Brief A -> Rescale the point records that follow the reactor-design excerpt. Reproduce every line of those records, multiply each x and y coordinate in the answer points by 1.9, round each result to a whole number (halves round up), leave all other lines unchanged, and omit the pictures.

Section 3.1 is “Development and Improvement of Light Water Reactors,” and Sects. 3.2 and 3.3 present core design and core fuel management of boiling water reactors (BWRs) and pressurized water reactors (PWRs), respectively. Basic core design flow, core configuration setup, fuel lattice, fuel assembly design, reactivity characteristics, power distribution control, transitions and future trends in core design, core management, fuel management, and core design of conventional light water reactor are described.
“Design of Advanced Reactors,” Chap. 4, describes fast reactors and high — temperature gas-cooled reactors, focusing on core design. Detailed descriptions of each reactor type are left to other books; this book is expected, instead, to help in understanding the core design concept of each reactor. For example, advanced reactors are characterized by single-phase flow cooling, high-temperature core cooling, and different fuel compositions. The design criteria and principles are also different from those of light water reactors. Understating the difference may lead to a deeper comprehension of reactor design. This book also describes experiences with the HTTR experimental reactor as a high-temperature gas-cooled reactor.
This book systematically describes consideration and calculation methods about nuclear reactor design, mainly core design. We hope it will be useful for readers actually working in the nuclear power industry, research and development, and safety, as well as for students.
In addition to the authors, sincere appreciation goes to Shuichi Hasegawa, Haruka Moriguchi, Yumiko Kawamata, Moe Sekiguchi and the committee members of University of Tokyo, Shigeaki Okamura of JAEA, Yuko Sumino and Nobuko Hirota of Springer Japan who helped to publish the book. I am also grateful for the editing assistance of Takashi Kiguchi and in English of Carol Kikuchi.
Tokyo, Japan Yoshiaki Oka
November 2013

Provided data ->

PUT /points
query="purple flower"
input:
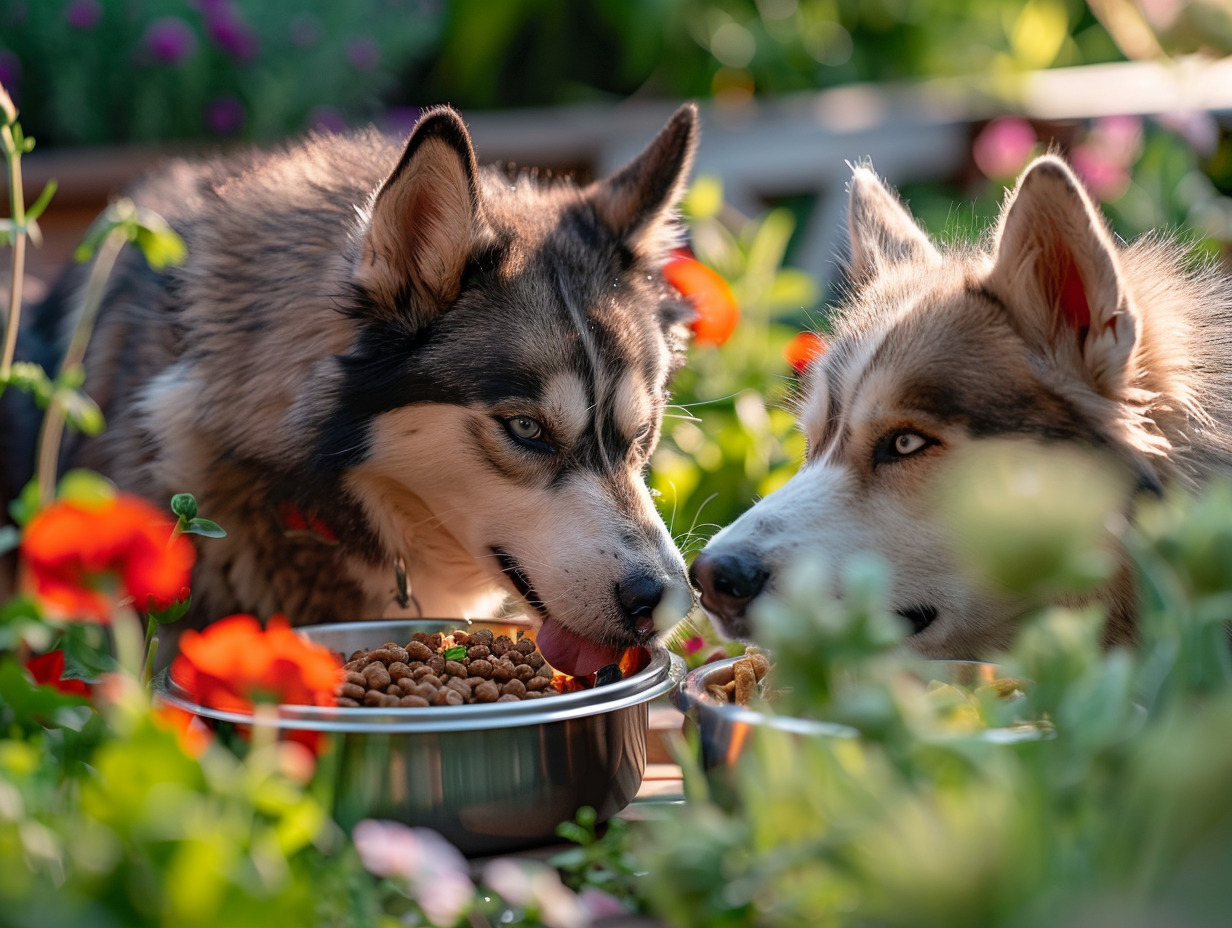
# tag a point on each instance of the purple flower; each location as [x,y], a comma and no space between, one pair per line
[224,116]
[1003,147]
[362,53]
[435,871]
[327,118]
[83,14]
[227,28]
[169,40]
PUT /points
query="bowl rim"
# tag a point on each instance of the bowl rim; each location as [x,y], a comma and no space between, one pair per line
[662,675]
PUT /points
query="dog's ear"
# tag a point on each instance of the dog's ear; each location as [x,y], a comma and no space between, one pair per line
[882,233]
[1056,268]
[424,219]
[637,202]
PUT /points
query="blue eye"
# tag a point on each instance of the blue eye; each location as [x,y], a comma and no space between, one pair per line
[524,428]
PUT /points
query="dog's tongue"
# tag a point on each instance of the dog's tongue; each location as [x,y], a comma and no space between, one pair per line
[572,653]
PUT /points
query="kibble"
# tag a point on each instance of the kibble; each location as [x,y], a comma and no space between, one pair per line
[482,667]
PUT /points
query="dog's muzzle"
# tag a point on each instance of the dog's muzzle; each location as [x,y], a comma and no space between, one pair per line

Brief B ->
Answer from the reactor-design excerpt above:
(i) Which sections present core design and core fuel management of BWRs and PWRs?
(ii) Which experimental reactor is named as a high-temperature gas-cooled reactor whose experiences the book describes?
(iii) Who gave editing assistance in English?

Correct response A ->
PUT /points
query="purple flower"
input:
# tag a point on each instance of the purple flower; each location as [x,y], a comma and no space between, one pair per line
[426,220]
[1906,279]
[688,101]
[827,1655]
[621,224]
[158,27]
[431,53]
[321,76]
PUT /points
query="bowl rim"
# tag a point on each instance of the bowl rim; each location as [x,y], a comma and no space between, one pair per line
[1258,1283]
PUT /points
query="dog's ear"
# tag a point on each instance of the dog's ear; each location as [x,y], a comma and no space between, one pair per line
[1676,443]
[2006,509]
[806,416]
[1210,384]
PUT /points
query="blue eye"
# tag a point on each instance of the blue eye; each location as [x,y], a comma and no space between, one pair per line
[996,813]
PUT /points
query="dog's tongue"
# tag a point on each instance of the dog's tongue; each location as [x,y], a comma and no space between, one pair per line
[1087,1241]
PUT /points
query="kibble"
# tag a point on each instance of the kibble; each location as [x,y], a comma and no space between, one pair per line
[916,1267]
PUT /points
query="dog's muzzle"
# tag a point on each instance of the dog's muzzle; each location as [x,y], a comma and no space between, one pair per line

Correct response B ->
(i) Sections 3.2 and 3.3
(ii) The HTTR
(iii) Carol Kikuchi